*Exercise objective:*
Answer these from the health care spending abstract below:
(a) Which two highly cost-effective treatments does it call underused?
(b) What share of the population does it say goes uninsured?
(c) Which country's current public debt levels does it use for comparison?

Passage Start Marker

Tuesday, August 30, 2011

Random charts

Source: Aspirin, Angioplastly, and Proton Beam Therapy: the Economics of Smarter Health Care Spending Paper by two economists.

Abstract: The growing share of the U.S. economy devoted to health care spending is cause for concern both because of the share that is publicly financed and because of the inefficiency with which those resources are used. Fueled in part by demographic transitions, unchecked increases in entitlement spending will necessitate some combination of tax increases, the elimination of other public spending, or public debt levels that far exceed those currently observed in Greece. Despite these spending levels, highly cost-effective treatments like aspirin and flu shots are underused, while angioplasty is used in both lifesaving and inappropriate cases and exorbitantly unproven procedures such as proton beam therapy are generously reimbursed by public programs. Driven by expenditures on such expensive care, public insurance spending is rising unsustainably at the same time that a fifth of the population goes uninsured. In an efficient system, more spending on health care would not be a cause for concern. Achieving this means improving the incentives and infrastructure for providers to deliver – and patients to consume – high-value care, as well as wrestling with the difficult question of whom to cover versus what to cover in public insurance programs. But the wide prevalence of inefficiencies also offers hope, for there is scope for fundamental reforms to improve the productivity of health care spending and the fiscal health of the U.S.

Passage End Marker
The data Start Marker

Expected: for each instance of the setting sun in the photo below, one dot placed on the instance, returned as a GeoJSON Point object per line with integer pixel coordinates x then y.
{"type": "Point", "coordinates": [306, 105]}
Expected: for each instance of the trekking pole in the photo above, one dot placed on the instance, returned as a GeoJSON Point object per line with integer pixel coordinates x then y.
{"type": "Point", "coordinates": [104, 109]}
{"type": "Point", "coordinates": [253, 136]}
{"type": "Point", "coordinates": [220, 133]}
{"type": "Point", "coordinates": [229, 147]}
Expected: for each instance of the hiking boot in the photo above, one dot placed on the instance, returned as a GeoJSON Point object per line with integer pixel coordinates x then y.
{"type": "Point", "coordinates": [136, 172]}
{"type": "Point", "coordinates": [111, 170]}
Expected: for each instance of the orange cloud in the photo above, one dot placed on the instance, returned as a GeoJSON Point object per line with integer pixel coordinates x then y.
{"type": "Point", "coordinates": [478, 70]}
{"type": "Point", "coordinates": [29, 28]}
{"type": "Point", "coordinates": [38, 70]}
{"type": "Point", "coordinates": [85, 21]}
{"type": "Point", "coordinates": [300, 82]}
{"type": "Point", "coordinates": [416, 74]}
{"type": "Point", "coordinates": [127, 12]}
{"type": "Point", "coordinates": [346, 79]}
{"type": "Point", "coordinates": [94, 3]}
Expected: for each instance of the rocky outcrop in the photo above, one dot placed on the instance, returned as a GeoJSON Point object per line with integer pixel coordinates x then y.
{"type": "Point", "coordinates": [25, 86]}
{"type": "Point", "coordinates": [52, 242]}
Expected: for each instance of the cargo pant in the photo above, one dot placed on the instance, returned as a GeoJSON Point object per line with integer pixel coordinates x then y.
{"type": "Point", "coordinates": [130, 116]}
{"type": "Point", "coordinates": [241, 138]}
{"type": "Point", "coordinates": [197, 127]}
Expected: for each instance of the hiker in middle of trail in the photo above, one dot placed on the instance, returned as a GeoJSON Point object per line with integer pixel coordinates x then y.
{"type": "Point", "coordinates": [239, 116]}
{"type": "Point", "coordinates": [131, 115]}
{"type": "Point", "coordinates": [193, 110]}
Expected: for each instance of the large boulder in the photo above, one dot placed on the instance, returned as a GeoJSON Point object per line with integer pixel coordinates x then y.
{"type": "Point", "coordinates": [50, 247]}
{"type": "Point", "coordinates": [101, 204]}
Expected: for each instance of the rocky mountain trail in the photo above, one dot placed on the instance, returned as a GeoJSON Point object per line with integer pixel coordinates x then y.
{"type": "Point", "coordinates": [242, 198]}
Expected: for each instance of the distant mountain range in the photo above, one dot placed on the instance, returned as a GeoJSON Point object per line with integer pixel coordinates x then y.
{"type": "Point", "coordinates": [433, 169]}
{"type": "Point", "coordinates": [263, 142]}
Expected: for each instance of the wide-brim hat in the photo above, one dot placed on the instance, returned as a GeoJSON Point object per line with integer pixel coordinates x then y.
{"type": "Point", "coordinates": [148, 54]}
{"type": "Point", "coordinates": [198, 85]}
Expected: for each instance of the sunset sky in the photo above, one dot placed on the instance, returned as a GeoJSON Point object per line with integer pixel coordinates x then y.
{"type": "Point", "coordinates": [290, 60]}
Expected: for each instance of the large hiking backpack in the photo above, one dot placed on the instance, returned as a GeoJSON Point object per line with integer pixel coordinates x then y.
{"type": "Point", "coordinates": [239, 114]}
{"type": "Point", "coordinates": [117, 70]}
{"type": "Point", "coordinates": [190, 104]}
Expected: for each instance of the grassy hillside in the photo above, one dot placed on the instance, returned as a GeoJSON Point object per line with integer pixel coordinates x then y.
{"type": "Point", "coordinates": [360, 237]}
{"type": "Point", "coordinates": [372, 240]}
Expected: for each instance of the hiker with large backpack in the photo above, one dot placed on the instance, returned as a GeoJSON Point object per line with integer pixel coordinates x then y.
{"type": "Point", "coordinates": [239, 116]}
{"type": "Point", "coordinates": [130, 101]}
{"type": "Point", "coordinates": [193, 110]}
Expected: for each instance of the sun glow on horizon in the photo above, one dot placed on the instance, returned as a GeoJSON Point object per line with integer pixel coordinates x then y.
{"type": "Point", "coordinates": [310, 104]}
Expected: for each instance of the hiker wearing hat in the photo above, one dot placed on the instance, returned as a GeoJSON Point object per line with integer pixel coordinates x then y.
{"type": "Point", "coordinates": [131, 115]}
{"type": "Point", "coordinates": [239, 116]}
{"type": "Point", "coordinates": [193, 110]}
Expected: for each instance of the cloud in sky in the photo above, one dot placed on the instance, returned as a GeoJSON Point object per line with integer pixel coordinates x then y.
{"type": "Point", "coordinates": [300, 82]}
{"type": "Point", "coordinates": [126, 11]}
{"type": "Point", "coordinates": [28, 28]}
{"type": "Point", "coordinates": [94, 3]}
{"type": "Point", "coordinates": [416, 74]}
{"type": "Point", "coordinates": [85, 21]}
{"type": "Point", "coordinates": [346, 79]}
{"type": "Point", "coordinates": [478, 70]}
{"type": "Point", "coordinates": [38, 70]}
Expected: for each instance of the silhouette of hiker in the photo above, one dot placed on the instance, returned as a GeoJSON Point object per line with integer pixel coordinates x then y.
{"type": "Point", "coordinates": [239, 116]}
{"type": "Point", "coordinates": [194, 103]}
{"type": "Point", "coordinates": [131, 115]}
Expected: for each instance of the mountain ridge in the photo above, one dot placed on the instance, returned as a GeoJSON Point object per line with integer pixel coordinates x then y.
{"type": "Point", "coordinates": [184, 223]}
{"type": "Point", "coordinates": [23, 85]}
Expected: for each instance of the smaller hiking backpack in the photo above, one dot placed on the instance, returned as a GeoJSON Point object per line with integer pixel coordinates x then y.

The data End Marker

*Answer space:*
(a) Aspirin and flu shots.
(b) A fifth.
(c) Greece.